We are in the lobby of the Marriott Las Colinas in Dallas. We came in last night from Knoxville. Within the next hour we will make our way to Sharon Billings’ house where we will stay 2 nights before moving on to Fort Worth on Wednesday.

After breakfast, Kate said she would like to come back down to the lobby and work on her iPad for a while. That is what brings us here. About 10 minutes ago, she got up from the sofa where we were seated. She walked over to a painting with blue bonnets. Then she struck up a conversation with the valet who was stationed nearby. They continue talk. She has been telling him about growing up in Fort Worth, that I am from West Palm Beach, and, I believe, her cousin, Tina, who lives in Alaska.

This is something of a pattern with her. She often strikes up conversations with people when we are out. It was one of the good things about our getting out to places like Panera Bread or other restaurants. It really doesn’t matter where, any public place will do. The only time I ever think of it as a problem is when I am ready to leave a place, and she continues talking with someone. I find myself conflicted by wanting her to continue having a positive experience and our “needing” to move on.

As always, I try not to find ourselves in a hurry and just let her take her time. That is what I am doing right now. I know she would like to spend as much time as possible with Sharon, but she is moving very slowly to get ready to leave. She still hasn’t finished packing her suitcase and shows absolutely no sign of hurrying. I will let her take as long as she needs since we really don’t have to be there at a particular time.

Confusion About Packing

Shortly after writing my last entry (4:33 pm), Kate seemed to be getting a little panicked. I decided it wasn’t worth it to attempt to go either to a special dinner or to the choral concert tonight. I went back to her to her room and suggested that we just get something simple and skip making an evening of it. I don’t remember exactly how I said it, but I said something that I thought would suggest the only thing she had to do was pack for our trip. She was greatly relieved. I went back to our bedroom and started gathering together my things and packing them. About 20 minutes ago, I went back to her office and saw that she was working on her laptop and had not started packing at all. I told her I thought she was packing and that is why we weren’t going to out for dinner or the concert. She looked surprised. I asked if she wanted me to put her suitcase on the bed for her. She did, and I left to finish up some of my things. Realizing that she was getting panicked, I told her it might make it easier if she just laid out the things she would like to take with her and packed them in the morning.

──────

## [Tasks to complete]
A. In the journal entry, where will the couple move on to on Wednesday?
B. Continue the journal entry about Kate from where it stops, in the same first-person voice.

## [Given information]
──────

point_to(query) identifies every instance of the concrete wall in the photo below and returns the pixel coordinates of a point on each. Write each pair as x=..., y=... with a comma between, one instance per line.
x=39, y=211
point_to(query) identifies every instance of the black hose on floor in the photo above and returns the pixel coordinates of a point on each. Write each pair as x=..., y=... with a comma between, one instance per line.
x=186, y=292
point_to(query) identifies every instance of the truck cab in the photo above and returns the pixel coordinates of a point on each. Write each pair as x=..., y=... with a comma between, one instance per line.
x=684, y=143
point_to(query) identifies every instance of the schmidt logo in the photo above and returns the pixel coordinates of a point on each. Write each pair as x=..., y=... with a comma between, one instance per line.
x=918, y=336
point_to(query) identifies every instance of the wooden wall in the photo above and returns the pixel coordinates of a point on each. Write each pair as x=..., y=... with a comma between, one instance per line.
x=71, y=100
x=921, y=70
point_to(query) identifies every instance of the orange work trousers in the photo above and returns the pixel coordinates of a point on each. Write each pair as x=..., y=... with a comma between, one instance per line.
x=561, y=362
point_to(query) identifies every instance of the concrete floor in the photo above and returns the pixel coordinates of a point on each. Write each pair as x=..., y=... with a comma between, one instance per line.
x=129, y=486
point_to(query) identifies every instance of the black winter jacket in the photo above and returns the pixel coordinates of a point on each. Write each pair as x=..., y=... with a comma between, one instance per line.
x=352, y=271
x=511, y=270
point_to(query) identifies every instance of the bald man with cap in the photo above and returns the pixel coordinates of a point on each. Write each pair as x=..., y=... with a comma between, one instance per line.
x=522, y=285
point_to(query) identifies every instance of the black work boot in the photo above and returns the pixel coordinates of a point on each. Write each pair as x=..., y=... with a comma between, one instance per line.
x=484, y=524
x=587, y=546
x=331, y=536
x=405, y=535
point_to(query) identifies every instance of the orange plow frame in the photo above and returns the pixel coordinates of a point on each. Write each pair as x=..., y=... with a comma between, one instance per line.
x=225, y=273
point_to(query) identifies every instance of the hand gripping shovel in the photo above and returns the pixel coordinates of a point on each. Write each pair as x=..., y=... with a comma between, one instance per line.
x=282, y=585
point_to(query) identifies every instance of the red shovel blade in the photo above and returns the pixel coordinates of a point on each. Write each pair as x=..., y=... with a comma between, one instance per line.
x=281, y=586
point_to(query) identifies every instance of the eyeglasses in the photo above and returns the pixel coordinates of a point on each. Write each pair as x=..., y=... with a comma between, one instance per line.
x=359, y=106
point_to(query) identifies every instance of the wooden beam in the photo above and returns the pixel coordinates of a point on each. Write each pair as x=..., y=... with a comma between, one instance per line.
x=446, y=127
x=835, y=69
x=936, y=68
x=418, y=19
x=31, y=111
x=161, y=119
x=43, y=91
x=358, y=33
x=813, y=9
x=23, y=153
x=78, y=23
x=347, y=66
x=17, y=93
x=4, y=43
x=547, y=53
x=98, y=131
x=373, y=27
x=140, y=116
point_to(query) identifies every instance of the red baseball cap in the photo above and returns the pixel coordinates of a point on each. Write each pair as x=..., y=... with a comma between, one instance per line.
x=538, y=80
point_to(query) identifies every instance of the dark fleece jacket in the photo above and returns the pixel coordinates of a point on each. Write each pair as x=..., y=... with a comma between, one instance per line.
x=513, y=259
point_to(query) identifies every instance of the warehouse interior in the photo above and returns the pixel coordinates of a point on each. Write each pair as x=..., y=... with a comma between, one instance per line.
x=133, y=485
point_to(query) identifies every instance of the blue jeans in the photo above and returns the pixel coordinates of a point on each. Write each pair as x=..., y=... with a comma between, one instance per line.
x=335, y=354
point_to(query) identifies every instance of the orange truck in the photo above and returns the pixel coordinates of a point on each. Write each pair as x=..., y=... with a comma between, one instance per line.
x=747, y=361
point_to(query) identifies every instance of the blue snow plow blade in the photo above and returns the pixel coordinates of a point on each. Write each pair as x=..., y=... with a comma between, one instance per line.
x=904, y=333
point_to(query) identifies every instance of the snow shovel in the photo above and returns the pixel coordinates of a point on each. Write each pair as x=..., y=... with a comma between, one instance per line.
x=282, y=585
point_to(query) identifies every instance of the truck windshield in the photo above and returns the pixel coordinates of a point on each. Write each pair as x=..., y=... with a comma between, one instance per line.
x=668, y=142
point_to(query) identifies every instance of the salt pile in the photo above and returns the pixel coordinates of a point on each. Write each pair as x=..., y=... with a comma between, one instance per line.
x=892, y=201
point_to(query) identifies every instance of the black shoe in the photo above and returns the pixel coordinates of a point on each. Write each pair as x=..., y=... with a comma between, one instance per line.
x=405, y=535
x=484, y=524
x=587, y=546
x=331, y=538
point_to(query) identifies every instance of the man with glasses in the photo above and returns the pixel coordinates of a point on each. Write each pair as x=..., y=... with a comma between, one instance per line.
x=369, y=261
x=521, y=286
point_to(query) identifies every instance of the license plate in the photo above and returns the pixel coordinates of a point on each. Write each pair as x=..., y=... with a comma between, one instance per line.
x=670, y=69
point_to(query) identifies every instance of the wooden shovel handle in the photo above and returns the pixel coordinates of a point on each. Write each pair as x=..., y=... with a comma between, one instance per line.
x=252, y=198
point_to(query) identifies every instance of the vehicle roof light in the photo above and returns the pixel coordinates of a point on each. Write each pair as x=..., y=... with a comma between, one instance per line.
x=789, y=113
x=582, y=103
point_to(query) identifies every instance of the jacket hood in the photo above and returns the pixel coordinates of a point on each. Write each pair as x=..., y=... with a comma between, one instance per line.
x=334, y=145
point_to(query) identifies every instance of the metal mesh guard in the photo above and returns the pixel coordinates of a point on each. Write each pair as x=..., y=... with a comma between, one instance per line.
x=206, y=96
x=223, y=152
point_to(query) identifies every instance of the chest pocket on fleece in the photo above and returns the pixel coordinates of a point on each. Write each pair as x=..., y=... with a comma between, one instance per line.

──────

## [Answers]
A. Fort Worth.

B.
In a while, she called me to her office. When I got to the back, I discovered that she had picked out 7 or 8 outfits. I told her that was perfect. I left again to tend to my stuff. In a little while she called me again. I went back to her office. She showed me the very same things she had shown me before. I did not say that she had already done this. I simply said they were perfect. Then she asked me when we were leaving (meaning for Texas). I told her tomorrow as I have done each time she has asked.

She has been getting along so well lately that I have been surprised about her present behavior and condition. It makes me feel once again that the upcoming cruise will have to be one that minimizes tight deadlines and keeps things as simple as possible. I am still optimistic that we can do this on the cruise. A bigger consideration at the moment is whether I have arranged too rigid a schedule while we are in Texas.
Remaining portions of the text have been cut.